_Work instruction_
Beneath this instruction is a block of data; output from it exactly the lines that run from the one containing "of the sherrin" through the one containing "the blue and", inclusive.

----- Dataset records -----

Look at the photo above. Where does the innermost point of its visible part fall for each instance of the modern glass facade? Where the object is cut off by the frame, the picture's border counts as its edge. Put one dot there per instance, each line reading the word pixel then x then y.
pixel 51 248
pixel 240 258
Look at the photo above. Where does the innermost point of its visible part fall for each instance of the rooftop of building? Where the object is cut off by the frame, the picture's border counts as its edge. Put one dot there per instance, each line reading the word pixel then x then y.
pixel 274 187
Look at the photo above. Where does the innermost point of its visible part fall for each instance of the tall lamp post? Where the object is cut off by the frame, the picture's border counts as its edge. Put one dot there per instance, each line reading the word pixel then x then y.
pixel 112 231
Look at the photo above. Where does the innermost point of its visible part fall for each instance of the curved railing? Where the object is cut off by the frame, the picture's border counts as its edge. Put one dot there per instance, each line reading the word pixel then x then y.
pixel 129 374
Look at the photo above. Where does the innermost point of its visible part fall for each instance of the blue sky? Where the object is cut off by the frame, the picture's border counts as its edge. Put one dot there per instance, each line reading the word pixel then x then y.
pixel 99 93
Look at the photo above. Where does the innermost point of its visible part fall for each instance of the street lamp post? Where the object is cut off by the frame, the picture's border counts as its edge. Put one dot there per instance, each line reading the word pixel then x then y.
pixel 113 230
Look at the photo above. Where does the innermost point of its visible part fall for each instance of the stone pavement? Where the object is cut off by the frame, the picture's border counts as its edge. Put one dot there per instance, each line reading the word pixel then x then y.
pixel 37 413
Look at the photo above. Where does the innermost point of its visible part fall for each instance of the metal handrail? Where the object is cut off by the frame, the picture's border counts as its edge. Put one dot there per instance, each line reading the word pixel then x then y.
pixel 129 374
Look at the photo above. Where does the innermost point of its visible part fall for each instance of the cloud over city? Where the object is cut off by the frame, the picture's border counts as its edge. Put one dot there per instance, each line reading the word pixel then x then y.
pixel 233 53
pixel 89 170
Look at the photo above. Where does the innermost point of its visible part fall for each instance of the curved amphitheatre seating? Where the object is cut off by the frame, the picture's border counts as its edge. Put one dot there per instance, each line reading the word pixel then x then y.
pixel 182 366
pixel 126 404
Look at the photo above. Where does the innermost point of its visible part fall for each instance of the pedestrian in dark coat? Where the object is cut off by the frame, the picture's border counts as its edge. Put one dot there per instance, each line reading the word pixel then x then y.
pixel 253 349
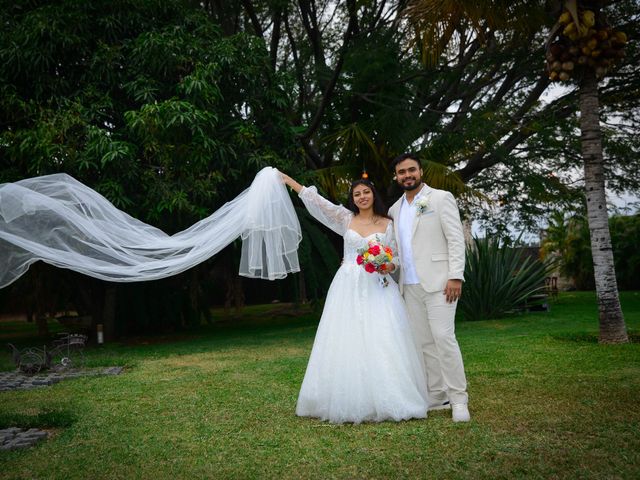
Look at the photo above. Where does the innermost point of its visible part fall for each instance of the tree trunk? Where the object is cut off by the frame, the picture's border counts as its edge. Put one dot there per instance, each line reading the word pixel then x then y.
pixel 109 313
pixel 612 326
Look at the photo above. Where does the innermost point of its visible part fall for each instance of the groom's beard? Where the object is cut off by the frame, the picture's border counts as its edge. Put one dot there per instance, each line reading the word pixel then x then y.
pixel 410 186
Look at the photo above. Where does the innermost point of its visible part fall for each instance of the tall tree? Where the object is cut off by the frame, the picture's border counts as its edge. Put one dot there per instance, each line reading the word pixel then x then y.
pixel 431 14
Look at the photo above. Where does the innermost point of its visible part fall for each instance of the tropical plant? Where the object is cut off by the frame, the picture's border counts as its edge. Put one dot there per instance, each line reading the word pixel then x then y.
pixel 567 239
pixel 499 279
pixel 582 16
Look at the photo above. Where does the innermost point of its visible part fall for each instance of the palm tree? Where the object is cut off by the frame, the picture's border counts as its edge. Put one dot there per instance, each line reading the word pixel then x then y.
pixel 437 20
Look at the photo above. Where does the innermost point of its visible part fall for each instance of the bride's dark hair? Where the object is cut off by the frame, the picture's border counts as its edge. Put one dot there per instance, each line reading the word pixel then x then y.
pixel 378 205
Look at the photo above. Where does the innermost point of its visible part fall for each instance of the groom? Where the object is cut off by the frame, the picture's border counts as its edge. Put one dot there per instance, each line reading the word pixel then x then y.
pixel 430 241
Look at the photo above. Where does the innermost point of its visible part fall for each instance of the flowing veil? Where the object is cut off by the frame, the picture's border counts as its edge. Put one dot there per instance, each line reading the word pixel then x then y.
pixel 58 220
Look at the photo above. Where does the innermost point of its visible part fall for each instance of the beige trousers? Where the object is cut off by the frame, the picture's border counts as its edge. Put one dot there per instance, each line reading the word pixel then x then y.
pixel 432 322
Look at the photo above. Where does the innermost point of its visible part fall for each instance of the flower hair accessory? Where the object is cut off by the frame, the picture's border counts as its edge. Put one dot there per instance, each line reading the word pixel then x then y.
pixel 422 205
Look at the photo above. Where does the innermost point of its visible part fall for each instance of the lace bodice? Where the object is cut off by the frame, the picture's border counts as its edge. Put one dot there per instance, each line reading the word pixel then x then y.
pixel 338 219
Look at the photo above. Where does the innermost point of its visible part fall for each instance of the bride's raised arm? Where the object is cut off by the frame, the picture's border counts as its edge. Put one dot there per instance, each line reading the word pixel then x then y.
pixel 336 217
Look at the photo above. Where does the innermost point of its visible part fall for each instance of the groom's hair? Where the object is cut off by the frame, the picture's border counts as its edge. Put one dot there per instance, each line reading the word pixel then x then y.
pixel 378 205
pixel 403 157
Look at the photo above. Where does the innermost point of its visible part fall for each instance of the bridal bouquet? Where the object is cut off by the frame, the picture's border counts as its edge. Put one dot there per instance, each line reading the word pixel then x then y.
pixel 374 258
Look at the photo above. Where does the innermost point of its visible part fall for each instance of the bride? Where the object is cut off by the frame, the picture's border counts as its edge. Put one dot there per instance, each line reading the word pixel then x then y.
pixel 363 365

-----
----- Dataset records -----

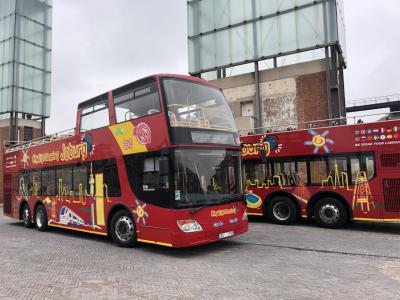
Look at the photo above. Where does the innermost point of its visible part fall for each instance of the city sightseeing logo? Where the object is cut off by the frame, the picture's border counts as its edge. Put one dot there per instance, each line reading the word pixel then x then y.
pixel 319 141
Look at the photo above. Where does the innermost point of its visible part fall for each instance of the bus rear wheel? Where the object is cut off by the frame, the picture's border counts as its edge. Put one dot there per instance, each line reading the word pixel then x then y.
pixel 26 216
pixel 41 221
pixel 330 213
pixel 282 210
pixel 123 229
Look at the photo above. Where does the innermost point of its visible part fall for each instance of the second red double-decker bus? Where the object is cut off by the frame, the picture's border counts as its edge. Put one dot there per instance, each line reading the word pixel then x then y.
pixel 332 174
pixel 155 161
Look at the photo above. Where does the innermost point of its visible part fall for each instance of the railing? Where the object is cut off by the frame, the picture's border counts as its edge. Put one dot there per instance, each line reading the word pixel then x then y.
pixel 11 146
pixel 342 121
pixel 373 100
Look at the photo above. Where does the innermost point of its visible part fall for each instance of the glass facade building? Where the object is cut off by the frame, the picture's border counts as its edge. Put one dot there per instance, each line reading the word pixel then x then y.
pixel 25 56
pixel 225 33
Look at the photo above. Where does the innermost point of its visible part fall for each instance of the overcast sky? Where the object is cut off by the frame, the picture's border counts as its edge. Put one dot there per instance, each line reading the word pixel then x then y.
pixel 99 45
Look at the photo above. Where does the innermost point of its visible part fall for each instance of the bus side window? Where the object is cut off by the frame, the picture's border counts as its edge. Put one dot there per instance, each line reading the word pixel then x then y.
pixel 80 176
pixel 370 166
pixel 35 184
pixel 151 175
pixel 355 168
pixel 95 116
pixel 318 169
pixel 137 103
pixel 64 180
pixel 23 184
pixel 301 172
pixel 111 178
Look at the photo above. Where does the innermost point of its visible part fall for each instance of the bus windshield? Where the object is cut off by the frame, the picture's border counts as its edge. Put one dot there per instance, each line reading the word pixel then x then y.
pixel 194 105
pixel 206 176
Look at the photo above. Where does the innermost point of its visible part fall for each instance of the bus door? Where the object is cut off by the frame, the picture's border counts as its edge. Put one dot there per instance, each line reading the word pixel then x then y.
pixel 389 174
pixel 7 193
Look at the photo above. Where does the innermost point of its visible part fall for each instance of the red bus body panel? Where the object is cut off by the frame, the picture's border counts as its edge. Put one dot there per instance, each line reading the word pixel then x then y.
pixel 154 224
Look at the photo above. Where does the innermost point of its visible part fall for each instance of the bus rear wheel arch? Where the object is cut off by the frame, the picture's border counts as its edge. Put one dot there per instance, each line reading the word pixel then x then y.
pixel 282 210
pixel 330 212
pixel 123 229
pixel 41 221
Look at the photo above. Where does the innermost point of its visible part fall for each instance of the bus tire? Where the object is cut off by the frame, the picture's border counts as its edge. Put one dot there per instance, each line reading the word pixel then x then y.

-----
----- Dataset records -----

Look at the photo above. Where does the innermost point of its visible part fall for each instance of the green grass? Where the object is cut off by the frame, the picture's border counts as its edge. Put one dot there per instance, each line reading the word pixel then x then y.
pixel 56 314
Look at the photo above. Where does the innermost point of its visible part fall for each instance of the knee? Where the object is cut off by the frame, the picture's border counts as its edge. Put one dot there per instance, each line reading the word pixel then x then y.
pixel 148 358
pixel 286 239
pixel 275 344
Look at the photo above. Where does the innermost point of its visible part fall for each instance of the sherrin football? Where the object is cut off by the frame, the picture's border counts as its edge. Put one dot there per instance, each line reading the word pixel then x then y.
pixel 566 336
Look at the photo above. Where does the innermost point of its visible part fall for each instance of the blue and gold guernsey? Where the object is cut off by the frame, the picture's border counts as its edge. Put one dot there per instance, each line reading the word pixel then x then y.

-----

_Written response_
Look at the photo above. Where does the innermost point of its visible part fall for each instance of the sherrin football? Where the object is cut off by the frame, the picture's border counts as its edge. Put one dot there per instance, each line reading the word pixel then x then y.
pixel 566 336
Look at the photo above. Where does the innermost point of its visible part fall for each instance of the blue and gold guernsey? Where the object is cut off by the frame, the picture's border counts as its edge. Put one dot there per instance, each line reading the word pixel then x then y.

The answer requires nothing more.